» **Document section**:
With the advent of Rossini in 1812 (La pietra del paragone), the Teatro alla Scala was to become the appointed place of Italian opera seria: of its history dating back more than a century and of its subsequent tradition up till the present. The catalogue of Rossini's works performed until 1825 included: Il turco in Italia, La Cenerentola, Il barbiere di Siviglia, La donna del lago, Otello, Tancredi, Semiramide and Mosé. During that period the choreographies of Salvatore Viganò (1769-181) and of Carlo Blasis (1795-1878) also widened the theatre's artistic supremacy to include ballet.

An exceptional new season of serious opera opened between 1822 and 1825, with Chiara e Serafina by Gaetano Donizetti (1797-1848) and Il pirata by Vincenzo Bellini (1801-1835). The later operas of Donizetti performed at La Scala were (until 1850) Anna Bolena, Lucrezia Borgia, Torquato Tasso, La fille du régiment, La favorita, Linda di Chamonix, Don Pasquale, and Poliuto. These were followed (until 1836) by Bellini's I Capuleti e i Montecchi, Norma, La sonnambula, Beatrice di Tenda and I puritani.

In 1839 Oberto Conte di San Bonifacio inaugurated the cycle of operas by Giuseppe Verdi (1813-1901), the composer whose name is linked more than any other to the history of La Scala. After the dismal failure of Un giorno di regno, Nabucco was performed in 1842. It was the first, decisive triumph of Verdi's career. At the same time, the strong patriotic feelings stirred by Nabucco founded the "popularity" of opera seria and identified its image with the Scala.

» **Written task**: According to the passage on La Scala's opera history, which Verdi opera, performed in 1842, was the first decisive triumph of his career?

» **Data entries**:
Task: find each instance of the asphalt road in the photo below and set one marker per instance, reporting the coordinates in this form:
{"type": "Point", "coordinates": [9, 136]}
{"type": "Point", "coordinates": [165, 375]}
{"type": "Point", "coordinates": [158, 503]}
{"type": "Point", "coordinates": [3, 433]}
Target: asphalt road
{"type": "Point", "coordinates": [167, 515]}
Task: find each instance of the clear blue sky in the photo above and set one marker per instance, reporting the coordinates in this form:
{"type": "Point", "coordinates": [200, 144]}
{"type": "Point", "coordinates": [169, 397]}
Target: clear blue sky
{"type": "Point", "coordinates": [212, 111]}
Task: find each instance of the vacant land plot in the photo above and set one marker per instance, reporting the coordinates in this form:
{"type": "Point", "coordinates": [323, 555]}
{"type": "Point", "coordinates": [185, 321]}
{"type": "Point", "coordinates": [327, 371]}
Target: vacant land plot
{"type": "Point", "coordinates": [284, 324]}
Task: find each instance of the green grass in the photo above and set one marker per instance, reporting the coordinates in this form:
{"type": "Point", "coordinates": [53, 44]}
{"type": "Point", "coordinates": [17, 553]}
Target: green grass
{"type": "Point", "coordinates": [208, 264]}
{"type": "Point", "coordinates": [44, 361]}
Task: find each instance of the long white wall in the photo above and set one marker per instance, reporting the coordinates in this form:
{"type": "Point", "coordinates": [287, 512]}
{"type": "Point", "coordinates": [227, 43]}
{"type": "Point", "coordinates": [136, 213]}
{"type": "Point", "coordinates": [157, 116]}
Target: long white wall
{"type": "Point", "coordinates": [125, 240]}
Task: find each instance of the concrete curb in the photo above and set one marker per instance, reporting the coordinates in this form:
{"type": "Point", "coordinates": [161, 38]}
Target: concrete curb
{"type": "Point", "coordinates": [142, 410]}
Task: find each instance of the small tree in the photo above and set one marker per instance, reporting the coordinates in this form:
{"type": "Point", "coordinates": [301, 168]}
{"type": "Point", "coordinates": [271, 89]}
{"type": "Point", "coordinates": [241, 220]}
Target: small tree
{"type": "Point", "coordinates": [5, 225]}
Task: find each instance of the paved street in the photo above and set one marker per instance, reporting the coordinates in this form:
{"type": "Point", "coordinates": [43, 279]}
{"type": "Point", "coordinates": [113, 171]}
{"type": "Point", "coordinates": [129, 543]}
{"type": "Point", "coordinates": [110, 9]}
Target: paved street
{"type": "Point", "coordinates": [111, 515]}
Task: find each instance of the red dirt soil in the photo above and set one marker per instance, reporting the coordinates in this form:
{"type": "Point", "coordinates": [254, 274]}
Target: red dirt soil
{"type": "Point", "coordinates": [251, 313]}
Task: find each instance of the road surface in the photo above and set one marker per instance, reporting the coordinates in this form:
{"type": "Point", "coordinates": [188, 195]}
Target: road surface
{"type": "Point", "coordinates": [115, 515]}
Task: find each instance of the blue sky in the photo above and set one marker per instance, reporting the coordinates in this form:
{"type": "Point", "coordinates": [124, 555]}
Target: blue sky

» **Result below**: Nabucco